**TASK INSTRUCTIONS:**
Transcribe, word for word, the line containing "Where can the leafy" and each line following it through the end of the listing below. Omit all other lines.

Point annotation records:
+===+
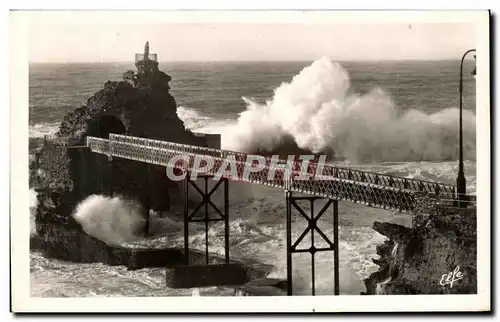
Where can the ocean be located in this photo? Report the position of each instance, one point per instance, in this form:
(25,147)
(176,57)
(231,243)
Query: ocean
(397,117)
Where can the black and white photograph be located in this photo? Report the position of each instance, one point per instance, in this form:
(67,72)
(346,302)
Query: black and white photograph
(184,156)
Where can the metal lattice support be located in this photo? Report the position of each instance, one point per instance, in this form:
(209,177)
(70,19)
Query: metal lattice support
(371,189)
(206,201)
(312,227)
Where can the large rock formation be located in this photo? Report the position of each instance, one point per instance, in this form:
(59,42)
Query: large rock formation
(64,171)
(414,260)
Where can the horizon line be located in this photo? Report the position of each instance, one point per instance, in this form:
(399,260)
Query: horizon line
(248,61)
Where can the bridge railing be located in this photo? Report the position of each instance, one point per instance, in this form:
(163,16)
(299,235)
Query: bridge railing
(313,168)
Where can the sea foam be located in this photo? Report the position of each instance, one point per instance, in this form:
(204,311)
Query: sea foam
(319,110)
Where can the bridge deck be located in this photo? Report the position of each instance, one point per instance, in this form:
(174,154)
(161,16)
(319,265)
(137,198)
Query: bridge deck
(371,189)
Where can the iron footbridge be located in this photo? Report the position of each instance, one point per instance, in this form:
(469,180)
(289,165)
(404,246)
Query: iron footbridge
(321,180)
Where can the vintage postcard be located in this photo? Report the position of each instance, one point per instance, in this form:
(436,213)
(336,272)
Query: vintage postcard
(241,161)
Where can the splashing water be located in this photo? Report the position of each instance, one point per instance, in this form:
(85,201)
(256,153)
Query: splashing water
(321,113)
(113,220)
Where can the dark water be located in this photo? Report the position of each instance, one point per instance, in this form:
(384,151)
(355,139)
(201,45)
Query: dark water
(216,89)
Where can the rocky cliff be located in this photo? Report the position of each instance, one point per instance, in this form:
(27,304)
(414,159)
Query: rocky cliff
(425,259)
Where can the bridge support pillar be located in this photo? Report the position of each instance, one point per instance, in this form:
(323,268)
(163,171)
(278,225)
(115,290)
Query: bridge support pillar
(191,216)
(312,219)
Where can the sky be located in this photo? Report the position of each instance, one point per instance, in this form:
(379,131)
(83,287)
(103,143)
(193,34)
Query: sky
(249,41)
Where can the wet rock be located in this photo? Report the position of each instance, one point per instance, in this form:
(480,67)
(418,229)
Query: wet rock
(64,172)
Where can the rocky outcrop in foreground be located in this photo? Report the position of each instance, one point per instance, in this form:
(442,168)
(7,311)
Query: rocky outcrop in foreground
(427,258)
(64,171)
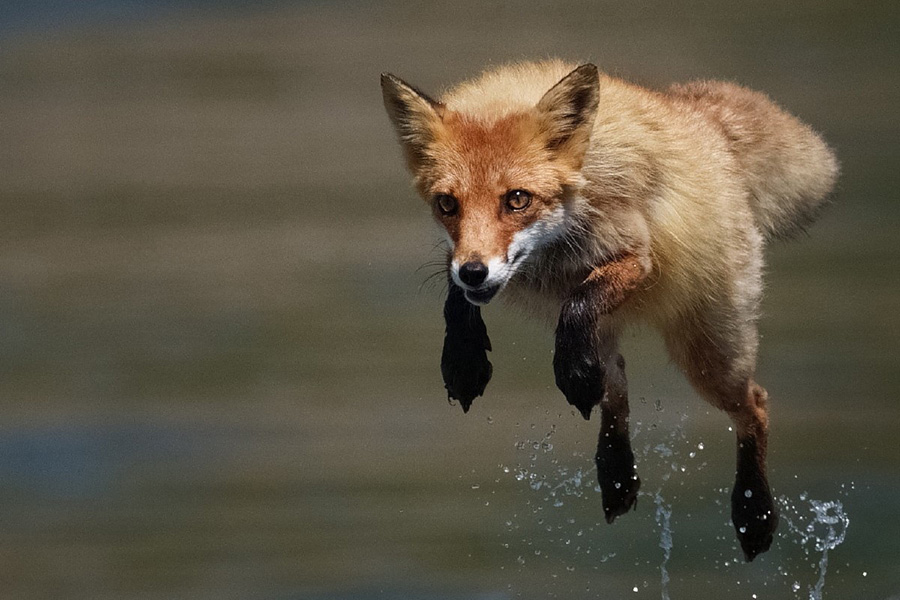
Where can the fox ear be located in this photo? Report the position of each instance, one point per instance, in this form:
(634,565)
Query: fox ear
(415,116)
(568,111)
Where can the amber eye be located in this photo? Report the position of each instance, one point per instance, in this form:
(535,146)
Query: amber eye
(518,199)
(447,204)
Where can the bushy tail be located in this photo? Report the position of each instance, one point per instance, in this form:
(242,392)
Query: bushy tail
(788,168)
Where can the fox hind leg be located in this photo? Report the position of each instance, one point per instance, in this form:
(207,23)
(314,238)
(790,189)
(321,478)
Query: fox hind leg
(718,356)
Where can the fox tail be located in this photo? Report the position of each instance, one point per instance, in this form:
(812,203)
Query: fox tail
(789,170)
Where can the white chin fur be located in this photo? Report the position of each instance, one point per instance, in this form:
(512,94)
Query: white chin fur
(501,269)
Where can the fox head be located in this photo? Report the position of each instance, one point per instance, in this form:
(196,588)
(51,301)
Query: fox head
(500,180)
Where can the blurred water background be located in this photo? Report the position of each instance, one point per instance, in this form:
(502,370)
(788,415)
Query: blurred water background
(219,366)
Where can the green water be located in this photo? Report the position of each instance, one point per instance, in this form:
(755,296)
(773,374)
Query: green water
(219,367)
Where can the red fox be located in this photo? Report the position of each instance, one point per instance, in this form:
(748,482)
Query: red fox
(603,202)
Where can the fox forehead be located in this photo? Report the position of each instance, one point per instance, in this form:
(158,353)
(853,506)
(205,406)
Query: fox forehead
(474,157)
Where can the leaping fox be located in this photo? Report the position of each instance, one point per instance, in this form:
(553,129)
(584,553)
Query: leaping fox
(603,202)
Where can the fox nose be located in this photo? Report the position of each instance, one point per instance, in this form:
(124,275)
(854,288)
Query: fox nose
(473,273)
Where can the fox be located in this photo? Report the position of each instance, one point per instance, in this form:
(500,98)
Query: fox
(598,203)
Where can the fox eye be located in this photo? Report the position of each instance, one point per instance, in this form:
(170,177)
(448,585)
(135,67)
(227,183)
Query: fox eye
(447,204)
(518,199)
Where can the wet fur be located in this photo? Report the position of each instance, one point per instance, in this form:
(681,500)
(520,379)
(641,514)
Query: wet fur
(667,199)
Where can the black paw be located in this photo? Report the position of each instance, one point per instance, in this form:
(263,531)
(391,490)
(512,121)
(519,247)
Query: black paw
(581,378)
(754,516)
(619,483)
(465,367)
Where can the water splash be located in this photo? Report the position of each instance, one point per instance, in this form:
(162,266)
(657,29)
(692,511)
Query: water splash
(823,530)
(663,520)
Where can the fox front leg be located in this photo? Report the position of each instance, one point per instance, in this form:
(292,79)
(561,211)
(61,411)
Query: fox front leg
(464,364)
(590,371)
(585,340)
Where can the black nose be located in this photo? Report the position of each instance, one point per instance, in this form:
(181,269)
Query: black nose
(473,273)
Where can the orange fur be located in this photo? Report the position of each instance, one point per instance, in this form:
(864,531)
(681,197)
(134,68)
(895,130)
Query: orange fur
(686,184)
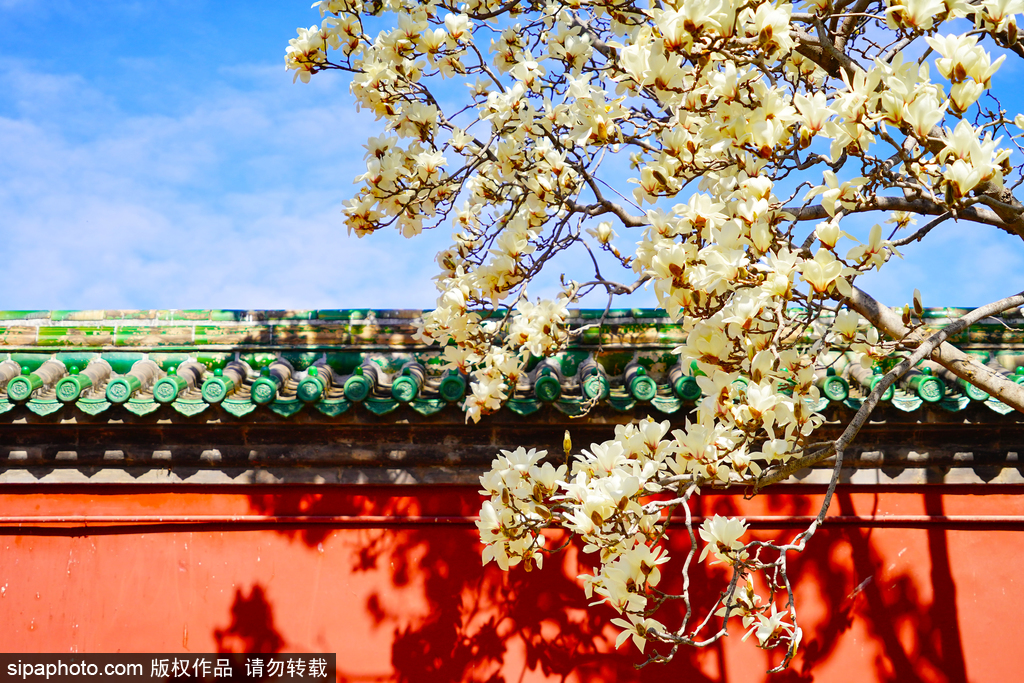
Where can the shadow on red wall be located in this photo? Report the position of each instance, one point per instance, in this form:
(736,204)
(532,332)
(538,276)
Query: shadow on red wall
(486,626)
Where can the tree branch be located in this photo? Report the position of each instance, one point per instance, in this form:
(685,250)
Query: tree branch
(945,354)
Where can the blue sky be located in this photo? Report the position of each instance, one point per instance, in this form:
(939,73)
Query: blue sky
(158,155)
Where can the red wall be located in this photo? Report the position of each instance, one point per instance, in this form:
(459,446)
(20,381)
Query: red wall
(902,586)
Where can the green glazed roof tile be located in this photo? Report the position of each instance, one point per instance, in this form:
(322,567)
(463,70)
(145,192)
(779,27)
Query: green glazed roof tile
(77,336)
(24,314)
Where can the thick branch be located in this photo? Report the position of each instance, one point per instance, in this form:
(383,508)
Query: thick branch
(919,205)
(946,354)
(933,346)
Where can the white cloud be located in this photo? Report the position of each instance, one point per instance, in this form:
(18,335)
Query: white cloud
(235,203)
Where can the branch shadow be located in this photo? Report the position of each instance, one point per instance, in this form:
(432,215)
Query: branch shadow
(480,625)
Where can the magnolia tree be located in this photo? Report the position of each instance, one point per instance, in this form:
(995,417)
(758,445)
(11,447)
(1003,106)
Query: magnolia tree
(732,140)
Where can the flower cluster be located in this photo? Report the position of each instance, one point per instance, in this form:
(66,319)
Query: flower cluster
(511,124)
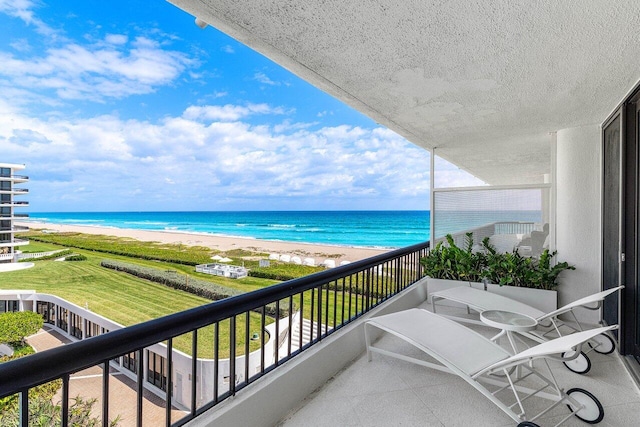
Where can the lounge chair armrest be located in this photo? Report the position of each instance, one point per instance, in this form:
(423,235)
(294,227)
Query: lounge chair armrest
(582,302)
(547,349)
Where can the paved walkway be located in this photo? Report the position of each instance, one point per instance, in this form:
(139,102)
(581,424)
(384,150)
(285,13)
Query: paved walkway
(122,389)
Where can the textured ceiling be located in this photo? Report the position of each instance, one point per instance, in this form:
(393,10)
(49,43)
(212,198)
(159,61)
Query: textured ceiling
(484,82)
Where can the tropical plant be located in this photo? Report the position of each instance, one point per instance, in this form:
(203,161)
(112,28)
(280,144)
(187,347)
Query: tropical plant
(487,264)
(15,326)
(455,263)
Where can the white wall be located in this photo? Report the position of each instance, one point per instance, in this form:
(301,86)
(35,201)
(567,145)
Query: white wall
(578,212)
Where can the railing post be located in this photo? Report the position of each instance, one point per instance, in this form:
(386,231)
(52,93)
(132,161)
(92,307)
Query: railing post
(24,408)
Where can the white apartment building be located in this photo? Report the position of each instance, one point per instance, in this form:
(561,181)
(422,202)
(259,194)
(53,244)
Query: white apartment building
(10,190)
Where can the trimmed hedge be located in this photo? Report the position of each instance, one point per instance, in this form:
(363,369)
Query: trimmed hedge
(48,257)
(177,254)
(181,282)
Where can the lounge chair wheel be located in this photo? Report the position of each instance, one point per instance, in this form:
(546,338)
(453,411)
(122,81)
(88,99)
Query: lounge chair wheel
(603,344)
(592,413)
(579,365)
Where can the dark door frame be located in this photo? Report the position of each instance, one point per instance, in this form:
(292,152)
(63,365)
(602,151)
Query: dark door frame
(628,302)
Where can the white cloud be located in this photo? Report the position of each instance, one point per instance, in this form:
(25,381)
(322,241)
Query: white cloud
(95,71)
(22,9)
(264,79)
(116,38)
(201,165)
(229,112)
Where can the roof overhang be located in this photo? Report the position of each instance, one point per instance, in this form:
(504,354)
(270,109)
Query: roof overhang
(484,82)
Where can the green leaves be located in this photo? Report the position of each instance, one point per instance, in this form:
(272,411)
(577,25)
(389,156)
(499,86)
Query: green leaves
(14,327)
(511,268)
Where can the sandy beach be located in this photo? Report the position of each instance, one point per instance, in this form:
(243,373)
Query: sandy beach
(222,243)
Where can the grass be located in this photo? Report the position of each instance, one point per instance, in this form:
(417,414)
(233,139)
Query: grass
(129,300)
(117,296)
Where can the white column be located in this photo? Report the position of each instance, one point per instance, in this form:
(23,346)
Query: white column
(578,212)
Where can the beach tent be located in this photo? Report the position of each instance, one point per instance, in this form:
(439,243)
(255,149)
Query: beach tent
(329,263)
(285,258)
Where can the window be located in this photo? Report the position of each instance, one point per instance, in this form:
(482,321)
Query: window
(63,315)
(91,329)
(76,326)
(129,361)
(157,370)
(48,311)
(6,306)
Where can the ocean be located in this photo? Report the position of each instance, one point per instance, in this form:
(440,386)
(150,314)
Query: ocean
(376,229)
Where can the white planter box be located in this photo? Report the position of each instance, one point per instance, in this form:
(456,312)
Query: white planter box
(435,285)
(541,299)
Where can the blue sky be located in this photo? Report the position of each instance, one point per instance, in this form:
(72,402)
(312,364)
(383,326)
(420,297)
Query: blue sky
(129,106)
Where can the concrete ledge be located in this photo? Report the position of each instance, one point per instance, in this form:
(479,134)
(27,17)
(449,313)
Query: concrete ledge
(272,397)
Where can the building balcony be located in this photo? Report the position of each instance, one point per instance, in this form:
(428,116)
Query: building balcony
(19,178)
(14,242)
(14,216)
(14,229)
(15,203)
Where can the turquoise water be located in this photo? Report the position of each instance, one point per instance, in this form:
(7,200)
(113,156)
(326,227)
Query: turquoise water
(380,229)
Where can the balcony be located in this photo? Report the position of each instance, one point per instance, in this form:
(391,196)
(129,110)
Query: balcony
(14,229)
(14,242)
(325,363)
(14,203)
(332,301)
(14,216)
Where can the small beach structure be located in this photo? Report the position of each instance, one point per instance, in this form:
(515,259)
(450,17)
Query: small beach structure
(224,270)
(329,263)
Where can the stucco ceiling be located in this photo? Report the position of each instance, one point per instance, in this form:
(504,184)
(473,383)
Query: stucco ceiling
(484,82)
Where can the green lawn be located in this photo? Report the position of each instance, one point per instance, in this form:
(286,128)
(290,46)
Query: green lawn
(118,296)
(129,300)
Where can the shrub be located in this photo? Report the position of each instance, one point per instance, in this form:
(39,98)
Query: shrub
(48,257)
(15,326)
(178,254)
(511,268)
(185,283)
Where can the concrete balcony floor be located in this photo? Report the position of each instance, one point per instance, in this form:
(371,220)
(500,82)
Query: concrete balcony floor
(389,391)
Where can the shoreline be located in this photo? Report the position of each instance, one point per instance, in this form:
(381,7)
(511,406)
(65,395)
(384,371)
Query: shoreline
(220,243)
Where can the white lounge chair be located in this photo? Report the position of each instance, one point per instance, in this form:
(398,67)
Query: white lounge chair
(478,360)
(479,300)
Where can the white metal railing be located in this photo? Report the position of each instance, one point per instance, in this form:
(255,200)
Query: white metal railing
(32,255)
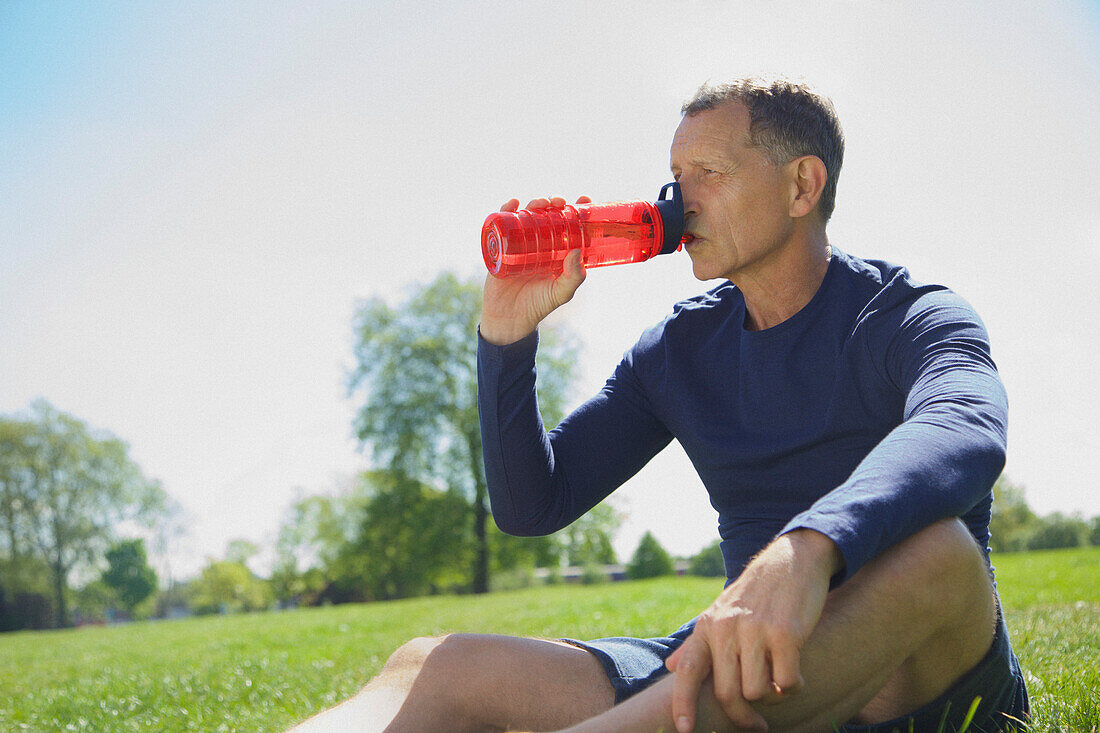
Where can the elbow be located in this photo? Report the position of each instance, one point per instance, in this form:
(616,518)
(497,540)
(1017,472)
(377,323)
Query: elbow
(509,523)
(519,529)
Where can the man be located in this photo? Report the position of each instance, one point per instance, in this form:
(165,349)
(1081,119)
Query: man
(848,424)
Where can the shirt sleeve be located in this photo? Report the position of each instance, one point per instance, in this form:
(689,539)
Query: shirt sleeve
(944,457)
(540,482)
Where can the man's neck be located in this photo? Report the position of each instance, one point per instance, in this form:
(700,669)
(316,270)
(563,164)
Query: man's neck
(782,287)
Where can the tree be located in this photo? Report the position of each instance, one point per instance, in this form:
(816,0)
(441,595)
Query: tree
(228,587)
(128,573)
(1012,522)
(589,540)
(416,373)
(649,560)
(408,542)
(69,488)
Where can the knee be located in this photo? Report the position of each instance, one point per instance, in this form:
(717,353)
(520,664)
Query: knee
(450,652)
(950,566)
(413,655)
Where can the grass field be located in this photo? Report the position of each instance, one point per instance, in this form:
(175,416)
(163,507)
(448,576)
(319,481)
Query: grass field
(266,671)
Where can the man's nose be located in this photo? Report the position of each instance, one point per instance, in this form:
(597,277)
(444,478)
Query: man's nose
(691,203)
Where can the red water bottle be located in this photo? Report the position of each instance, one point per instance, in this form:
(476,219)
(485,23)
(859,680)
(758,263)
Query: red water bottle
(536,242)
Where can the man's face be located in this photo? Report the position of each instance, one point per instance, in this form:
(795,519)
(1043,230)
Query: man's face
(736,201)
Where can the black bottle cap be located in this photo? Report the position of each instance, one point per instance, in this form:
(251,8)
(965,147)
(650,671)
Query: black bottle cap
(672,217)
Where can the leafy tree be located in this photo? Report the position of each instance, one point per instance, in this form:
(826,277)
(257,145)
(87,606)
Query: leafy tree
(128,573)
(708,562)
(587,540)
(416,373)
(17,493)
(66,488)
(408,543)
(228,587)
(1012,522)
(310,540)
(649,560)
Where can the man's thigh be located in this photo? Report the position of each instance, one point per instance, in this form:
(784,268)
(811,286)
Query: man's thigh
(497,681)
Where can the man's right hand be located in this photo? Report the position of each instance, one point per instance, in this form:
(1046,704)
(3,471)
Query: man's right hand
(513,307)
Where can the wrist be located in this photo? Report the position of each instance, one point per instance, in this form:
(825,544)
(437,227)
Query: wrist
(817,549)
(503,332)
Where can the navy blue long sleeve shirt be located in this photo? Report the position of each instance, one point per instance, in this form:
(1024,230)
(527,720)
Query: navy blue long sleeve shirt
(871,413)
+===+
**WRITTEN ANSWER:**
Where can the leafy tree be located in this photo? Report the position of each instance, one point per instance, in this form:
(826,277)
(257,145)
(87,606)
Query: leafy tree
(128,573)
(708,562)
(587,540)
(416,373)
(17,493)
(66,488)
(408,543)
(228,587)
(1012,522)
(310,540)
(649,560)
Where can the man's thigh be located in this photo? Report the position of each instance, one point per instance, in this form:
(784,268)
(811,286)
Query: man's thigh
(497,681)
Where can the man's right hand be located in this photo? Report the position of each instance, one point per instance, in this form:
(1046,704)
(3,471)
Query: man's right hand
(513,307)
Where can the wrist be located in this photo? Report the position of each instance, one point per instance, in this form:
(825,544)
(437,227)
Query: wrist
(817,549)
(503,332)
Where can the navy blue long sleeve shirt be located in this photo? Report the position of each instance, one point per instance, in this form:
(1024,230)
(527,720)
Query: navy blue long sleeve shirt
(871,413)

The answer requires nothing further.